### TEXT BLOCK
May 18th, 2020

(no subject)

I've been thinking lately about how the Fellowship doesn't seem to carry money; or at least I can't remember a point where they even offer to buy something. When the Nazgul drive off the hobbits' ponies in Bree, Frodo has a bit of coin (though not enough to meet their current circumstance), but certainly once they get to Rivendell and join up with the Fellowship proper. But I can't remember t happening outside of the hobbits. Gandalf couldn't even afford his own horse.

Compare that to the Hobbit. The dwarves need advice and a place to rest from Elrond, but I don't recall there being any expectation that he'd outfit them. They lose all their luggage unexpectedly and have to trick Beorn into helping them, and then again the Mayor of Laketown is presented as helping them out of self-interest. The whole thing is shot through with fair trade and contractual details, from Bilbo's employment contract covering funerary expenses through Bard being owed a certain share of Smaug's horde as the actual dragon-slayer. Which, granted, is quite hilarious in its way, but it's also very modern and self-interested (or at least ingroup-interested).

Which makes a sort of sense because this really is Thorin's quest and not Elrond's or Thranduil's or even Dain's in a way that's just not true for the quest to destroy the Ring. But I think there's something deeper going on here. I have only a vague understanding of medieval concepts of hospitality, but I do know it's significant in pre-modern societies, and I wonder if there's not something like that going on here. That it's not some sort of quid pro quo or even a kindness but a way of really engaging in the Quest even if you're not one of the walkers. You see it in devotional literature about pilgrims going on their journeys and the people who support those journeys materially going on the pilgrimage vicariously, a bit. I wish I was better educated on this and could speak more specifically, but I do wonder if there's not something going on here.

### GIVEN DATA
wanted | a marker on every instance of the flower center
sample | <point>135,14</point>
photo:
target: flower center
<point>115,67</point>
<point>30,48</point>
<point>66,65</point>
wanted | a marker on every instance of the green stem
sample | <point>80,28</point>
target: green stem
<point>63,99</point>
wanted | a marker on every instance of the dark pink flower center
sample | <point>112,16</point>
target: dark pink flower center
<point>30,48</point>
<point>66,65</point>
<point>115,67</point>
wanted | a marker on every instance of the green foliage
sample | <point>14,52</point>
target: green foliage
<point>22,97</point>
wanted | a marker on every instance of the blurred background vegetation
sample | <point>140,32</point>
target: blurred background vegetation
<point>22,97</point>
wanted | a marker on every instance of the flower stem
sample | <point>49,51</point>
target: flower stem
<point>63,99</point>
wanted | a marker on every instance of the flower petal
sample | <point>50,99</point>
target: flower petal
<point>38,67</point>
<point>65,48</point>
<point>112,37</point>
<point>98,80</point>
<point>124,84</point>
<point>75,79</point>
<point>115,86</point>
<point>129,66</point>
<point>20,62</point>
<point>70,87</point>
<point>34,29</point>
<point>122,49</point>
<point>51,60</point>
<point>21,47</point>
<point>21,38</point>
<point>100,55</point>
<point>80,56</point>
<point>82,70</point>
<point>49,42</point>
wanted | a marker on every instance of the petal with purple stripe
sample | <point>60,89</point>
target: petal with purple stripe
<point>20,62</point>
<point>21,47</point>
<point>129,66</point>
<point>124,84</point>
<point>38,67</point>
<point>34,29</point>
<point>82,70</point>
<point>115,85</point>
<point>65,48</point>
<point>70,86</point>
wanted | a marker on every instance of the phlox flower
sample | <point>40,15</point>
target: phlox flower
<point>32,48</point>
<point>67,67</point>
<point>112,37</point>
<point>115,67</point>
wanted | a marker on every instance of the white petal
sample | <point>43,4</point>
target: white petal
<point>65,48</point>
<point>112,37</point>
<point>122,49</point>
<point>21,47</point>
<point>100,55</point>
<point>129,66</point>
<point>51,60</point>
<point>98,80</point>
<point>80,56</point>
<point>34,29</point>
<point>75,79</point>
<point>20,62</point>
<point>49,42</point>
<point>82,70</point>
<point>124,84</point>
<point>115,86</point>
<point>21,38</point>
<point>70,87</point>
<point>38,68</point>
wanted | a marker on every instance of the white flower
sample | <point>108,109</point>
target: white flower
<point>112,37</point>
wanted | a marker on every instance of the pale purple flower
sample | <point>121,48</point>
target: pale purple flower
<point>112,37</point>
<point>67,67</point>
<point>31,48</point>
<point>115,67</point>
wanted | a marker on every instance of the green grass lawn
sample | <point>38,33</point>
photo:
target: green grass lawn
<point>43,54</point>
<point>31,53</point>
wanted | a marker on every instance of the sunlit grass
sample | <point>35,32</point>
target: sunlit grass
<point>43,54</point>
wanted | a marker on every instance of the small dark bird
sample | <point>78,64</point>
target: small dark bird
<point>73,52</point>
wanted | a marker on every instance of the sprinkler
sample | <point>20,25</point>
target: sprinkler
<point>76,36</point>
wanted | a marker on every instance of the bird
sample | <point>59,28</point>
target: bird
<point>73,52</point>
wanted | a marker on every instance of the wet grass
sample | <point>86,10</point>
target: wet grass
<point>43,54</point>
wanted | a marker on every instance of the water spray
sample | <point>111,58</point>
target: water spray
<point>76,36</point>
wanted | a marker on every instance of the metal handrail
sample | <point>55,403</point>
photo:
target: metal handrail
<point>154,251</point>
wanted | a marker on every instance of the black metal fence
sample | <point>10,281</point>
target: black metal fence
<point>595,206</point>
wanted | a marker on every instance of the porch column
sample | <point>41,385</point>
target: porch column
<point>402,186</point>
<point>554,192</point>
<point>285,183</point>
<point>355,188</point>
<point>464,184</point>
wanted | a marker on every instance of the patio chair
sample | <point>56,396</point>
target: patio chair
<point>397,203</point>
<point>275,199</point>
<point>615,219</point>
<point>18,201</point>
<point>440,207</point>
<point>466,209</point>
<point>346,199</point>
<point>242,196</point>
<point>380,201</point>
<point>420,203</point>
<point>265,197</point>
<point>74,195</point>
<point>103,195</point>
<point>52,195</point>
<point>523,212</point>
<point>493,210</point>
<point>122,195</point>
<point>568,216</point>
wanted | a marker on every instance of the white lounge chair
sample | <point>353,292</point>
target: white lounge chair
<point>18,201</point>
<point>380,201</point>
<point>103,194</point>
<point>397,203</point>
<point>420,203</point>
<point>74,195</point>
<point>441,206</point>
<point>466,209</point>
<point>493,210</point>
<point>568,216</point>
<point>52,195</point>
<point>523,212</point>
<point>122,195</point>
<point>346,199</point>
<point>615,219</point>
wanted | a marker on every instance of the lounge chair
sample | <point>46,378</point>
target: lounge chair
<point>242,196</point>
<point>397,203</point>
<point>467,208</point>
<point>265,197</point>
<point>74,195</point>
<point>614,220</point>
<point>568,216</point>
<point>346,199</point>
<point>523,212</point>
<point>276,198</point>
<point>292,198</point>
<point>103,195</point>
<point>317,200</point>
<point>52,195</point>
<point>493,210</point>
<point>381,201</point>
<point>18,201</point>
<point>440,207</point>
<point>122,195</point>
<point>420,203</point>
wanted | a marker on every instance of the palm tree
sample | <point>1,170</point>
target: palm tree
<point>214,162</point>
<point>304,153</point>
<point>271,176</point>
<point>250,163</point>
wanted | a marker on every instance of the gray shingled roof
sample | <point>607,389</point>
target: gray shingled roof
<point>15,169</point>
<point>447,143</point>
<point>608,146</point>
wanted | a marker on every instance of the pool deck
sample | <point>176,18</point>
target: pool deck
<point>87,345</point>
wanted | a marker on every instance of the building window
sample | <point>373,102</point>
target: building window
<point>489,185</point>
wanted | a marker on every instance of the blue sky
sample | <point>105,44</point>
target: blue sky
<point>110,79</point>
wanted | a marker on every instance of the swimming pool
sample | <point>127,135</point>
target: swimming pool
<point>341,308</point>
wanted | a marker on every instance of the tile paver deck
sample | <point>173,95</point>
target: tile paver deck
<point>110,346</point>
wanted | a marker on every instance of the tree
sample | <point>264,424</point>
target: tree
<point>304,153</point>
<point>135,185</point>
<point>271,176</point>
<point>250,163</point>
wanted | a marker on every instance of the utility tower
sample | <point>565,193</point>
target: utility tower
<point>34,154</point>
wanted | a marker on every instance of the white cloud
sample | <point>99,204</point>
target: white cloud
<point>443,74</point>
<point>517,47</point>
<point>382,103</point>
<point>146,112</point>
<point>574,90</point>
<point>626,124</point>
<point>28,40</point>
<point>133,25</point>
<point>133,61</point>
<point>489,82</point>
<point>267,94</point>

### TO DO
Reproduce the part of the post about the Fellowship and money that begins with the words containing "I've been thinking" and ends with "his own horse.". Use only the text for these answers.

### YOUR RESPONSE
I've been thinking lately about how the Fellowship doesn't seem to carry money; or at least I can't remember a point where they even offer to buy something. When the Nazgul drive off the hobbits' ponies in Bree, Frodo has a bit of coin (though not enough to meet their current circumstance), but certainly once they get to Rivendell and join up with the Fellowship proper. But I can't remember t happening outside of the hobbits. Gandalf couldn't even afford his own horse.